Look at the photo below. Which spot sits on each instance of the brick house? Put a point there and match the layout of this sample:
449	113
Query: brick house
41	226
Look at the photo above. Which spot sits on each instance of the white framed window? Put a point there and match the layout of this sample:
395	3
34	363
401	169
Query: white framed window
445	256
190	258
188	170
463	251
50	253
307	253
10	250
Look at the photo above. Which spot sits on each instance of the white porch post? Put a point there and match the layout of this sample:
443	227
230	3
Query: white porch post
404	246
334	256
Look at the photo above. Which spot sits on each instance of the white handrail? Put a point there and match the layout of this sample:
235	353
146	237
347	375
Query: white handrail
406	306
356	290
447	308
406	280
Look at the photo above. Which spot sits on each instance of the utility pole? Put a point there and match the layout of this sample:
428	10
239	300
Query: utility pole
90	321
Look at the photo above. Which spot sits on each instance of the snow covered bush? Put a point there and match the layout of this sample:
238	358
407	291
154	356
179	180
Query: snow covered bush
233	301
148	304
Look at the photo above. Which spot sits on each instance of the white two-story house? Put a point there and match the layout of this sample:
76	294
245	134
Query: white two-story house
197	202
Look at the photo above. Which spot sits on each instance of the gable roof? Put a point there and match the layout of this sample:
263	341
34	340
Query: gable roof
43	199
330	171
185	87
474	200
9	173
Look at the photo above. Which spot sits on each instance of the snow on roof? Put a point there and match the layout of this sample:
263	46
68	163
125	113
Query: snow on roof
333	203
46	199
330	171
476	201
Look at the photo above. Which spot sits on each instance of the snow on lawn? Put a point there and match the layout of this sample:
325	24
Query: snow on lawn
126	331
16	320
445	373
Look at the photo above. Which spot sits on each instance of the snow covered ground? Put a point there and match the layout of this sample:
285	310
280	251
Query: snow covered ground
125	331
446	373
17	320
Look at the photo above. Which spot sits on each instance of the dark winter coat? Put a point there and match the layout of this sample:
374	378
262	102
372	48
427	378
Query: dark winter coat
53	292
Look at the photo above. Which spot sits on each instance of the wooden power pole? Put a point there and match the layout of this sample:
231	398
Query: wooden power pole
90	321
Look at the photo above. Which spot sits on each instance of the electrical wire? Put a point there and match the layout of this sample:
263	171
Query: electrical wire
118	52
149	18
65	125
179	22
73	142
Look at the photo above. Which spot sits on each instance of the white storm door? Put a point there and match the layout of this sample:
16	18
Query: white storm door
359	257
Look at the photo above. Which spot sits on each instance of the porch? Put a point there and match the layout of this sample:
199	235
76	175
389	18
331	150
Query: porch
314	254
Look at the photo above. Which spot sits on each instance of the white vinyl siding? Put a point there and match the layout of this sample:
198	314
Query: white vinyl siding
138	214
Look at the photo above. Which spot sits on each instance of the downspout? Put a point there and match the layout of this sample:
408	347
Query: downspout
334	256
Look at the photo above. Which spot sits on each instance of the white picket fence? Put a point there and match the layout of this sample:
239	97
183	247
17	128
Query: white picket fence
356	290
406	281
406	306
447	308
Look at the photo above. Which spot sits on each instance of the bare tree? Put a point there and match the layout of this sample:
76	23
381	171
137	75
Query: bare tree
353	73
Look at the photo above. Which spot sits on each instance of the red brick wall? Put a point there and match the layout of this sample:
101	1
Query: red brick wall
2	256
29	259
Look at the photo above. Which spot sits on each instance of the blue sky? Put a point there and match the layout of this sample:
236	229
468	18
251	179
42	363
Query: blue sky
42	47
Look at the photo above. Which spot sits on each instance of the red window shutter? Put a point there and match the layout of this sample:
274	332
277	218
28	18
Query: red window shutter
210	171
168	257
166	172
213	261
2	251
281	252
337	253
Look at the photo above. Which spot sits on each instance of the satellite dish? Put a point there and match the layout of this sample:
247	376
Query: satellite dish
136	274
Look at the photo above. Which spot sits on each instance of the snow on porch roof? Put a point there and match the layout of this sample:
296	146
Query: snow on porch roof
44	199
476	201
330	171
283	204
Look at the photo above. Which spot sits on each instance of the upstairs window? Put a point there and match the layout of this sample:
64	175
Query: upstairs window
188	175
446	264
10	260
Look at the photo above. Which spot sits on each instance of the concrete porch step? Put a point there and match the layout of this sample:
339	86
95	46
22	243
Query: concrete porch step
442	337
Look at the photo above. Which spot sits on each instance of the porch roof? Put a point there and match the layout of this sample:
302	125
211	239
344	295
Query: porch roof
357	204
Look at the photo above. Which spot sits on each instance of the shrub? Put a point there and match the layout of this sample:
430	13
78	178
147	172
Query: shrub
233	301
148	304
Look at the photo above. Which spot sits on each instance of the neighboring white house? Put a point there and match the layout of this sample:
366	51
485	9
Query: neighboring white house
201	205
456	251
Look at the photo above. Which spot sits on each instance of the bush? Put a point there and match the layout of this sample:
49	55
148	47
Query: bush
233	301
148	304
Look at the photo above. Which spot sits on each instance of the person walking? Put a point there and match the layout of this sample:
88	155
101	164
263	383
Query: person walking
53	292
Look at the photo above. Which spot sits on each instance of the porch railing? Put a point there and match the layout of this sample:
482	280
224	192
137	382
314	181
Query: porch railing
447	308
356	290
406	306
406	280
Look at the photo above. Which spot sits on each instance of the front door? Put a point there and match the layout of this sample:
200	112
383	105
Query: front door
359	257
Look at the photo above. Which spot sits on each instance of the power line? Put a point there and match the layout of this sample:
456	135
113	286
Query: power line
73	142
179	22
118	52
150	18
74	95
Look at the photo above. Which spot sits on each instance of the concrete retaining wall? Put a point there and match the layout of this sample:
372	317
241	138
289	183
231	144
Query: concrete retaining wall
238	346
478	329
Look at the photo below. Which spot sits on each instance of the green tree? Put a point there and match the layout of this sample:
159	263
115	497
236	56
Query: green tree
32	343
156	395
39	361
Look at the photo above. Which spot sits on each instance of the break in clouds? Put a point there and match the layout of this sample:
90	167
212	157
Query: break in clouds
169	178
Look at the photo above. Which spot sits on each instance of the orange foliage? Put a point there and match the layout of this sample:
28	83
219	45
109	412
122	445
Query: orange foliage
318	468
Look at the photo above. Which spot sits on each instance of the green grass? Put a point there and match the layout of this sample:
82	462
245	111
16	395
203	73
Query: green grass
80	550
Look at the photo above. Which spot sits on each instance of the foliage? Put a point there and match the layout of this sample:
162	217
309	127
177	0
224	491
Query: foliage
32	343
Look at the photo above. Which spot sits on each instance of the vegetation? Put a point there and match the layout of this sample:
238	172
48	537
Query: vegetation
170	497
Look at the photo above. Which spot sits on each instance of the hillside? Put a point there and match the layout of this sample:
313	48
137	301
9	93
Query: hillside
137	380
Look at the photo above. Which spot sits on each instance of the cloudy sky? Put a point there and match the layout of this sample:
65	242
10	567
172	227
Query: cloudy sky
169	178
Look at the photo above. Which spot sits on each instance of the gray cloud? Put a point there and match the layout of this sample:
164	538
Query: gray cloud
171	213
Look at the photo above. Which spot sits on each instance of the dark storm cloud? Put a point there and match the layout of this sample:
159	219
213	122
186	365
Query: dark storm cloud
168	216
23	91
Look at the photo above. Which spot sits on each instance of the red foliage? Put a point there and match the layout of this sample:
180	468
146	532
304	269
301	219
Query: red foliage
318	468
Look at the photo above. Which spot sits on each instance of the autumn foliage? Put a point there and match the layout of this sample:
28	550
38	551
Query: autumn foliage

What to produce: Can you copy word for word the part of the items that opens with the line containing "the green grass?" and runs through the end of the items?

Solution below:
Look at the photo above. Which spot sits on each instance of the green grass? Put a point there and match the layout of this sample:
82	462
245	111
16	395
203	73
Query: green grass
80	550
Look at the photo above. Which spot sits on each instance of the foliage? Put a point there and match the layout of this sample:
162	217
309	127
177	0
224	491
Query: foliage
32	343
Look at the photo above. Which spot sits on each instance of the vegetation? Put a point there and match the layout of this sample:
238	172
48	537
Query: vegetation
170	497
Look at the photo above. Which spot sits on each instance of the hillside? Put a point there and match the layout of this sample:
313	48
137	301
9	93
Query: hillside
137	380
Look at the photo above. Which spot sits on each instance of the cloudy sky? Put a point there and match the layout of this sample:
65	242
10	567
172	227
Query: cloudy sky
169	178
Look at the photo above. Which spot sits on each instance of the gray cloud? Put a point there and match the layout of this sample:
164	538
Query: gray cloud
171	213
Look at the photo above. Which spot sits on each instance of the dark storm cloud? Put a point there and match the layout of this sample:
159	219
213	122
186	365
Query: dark storm cloud
168	216
23	91
Look at the photo above. Which spot sits on each instance of the red foliage? Put a point there and match the layout of this sample:
180	468
146	532
304	269
301	219
Query: red foliage
318	468
Look at the photo above. Which spot sits on each instance of the autumn foliage? Put a point there and match the layout of this sample:
28	550
38	551
Query: autumn foliage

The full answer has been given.